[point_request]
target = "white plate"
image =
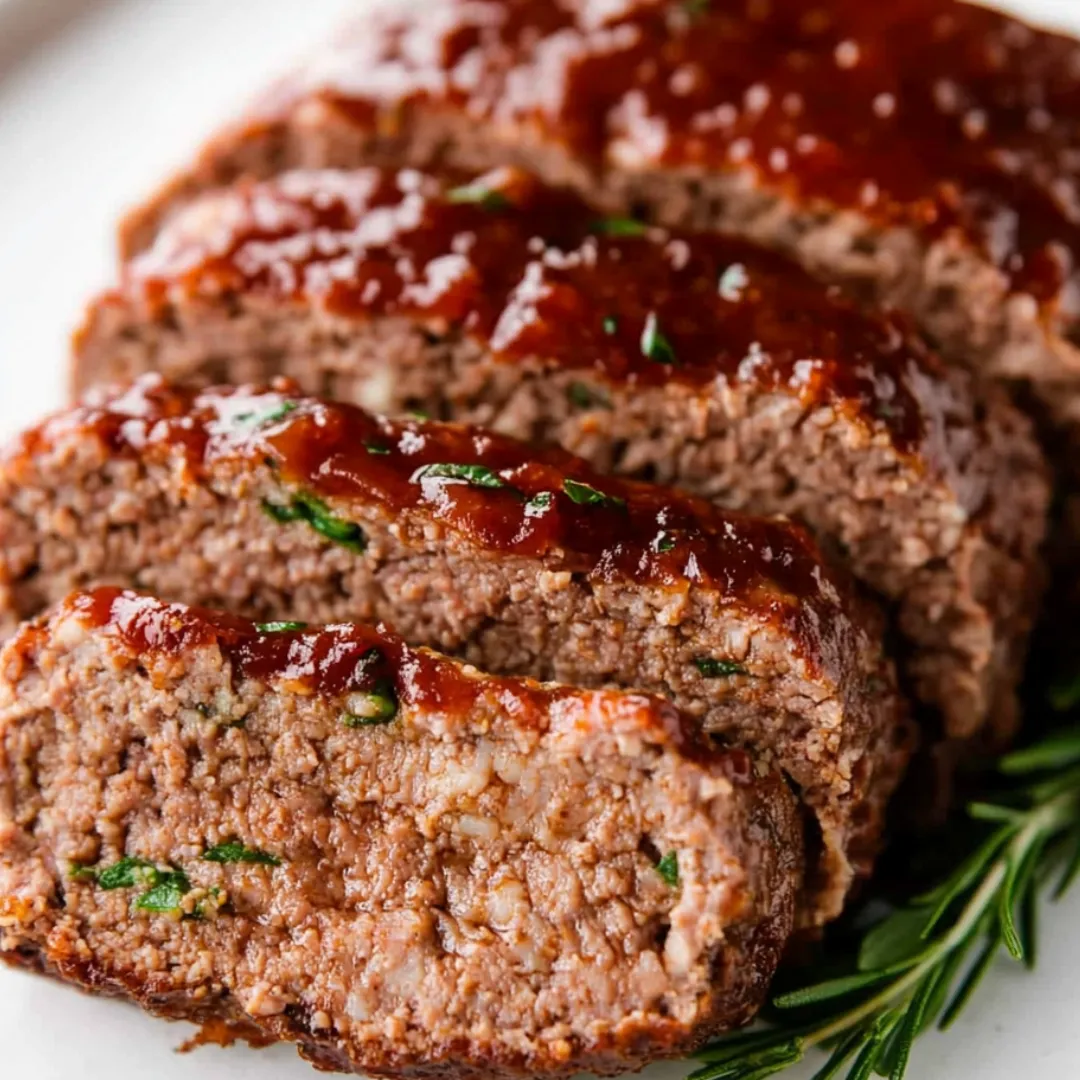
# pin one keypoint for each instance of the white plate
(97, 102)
******************************
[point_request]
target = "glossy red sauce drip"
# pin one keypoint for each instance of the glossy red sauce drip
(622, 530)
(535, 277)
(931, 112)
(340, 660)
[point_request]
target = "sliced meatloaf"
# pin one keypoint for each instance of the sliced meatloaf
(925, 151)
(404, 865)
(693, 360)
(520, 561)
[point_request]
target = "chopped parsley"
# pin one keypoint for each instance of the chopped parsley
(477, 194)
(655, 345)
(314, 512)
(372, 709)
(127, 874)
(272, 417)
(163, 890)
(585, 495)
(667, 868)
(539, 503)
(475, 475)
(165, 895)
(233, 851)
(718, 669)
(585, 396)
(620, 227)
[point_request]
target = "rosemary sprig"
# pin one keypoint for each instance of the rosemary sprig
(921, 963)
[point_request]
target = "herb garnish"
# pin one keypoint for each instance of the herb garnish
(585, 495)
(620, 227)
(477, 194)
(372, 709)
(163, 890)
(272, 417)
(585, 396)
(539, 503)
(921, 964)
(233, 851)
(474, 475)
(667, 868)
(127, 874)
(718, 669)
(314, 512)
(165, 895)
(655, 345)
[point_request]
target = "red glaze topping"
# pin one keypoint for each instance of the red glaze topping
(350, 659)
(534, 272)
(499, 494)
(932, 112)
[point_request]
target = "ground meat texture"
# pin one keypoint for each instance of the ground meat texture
******************************
_Brief_. Count the lines in the entries above that contain the string "plate", treating uppercase and lowercase as different. Reply with the number only.

_Answer to this problem_. 2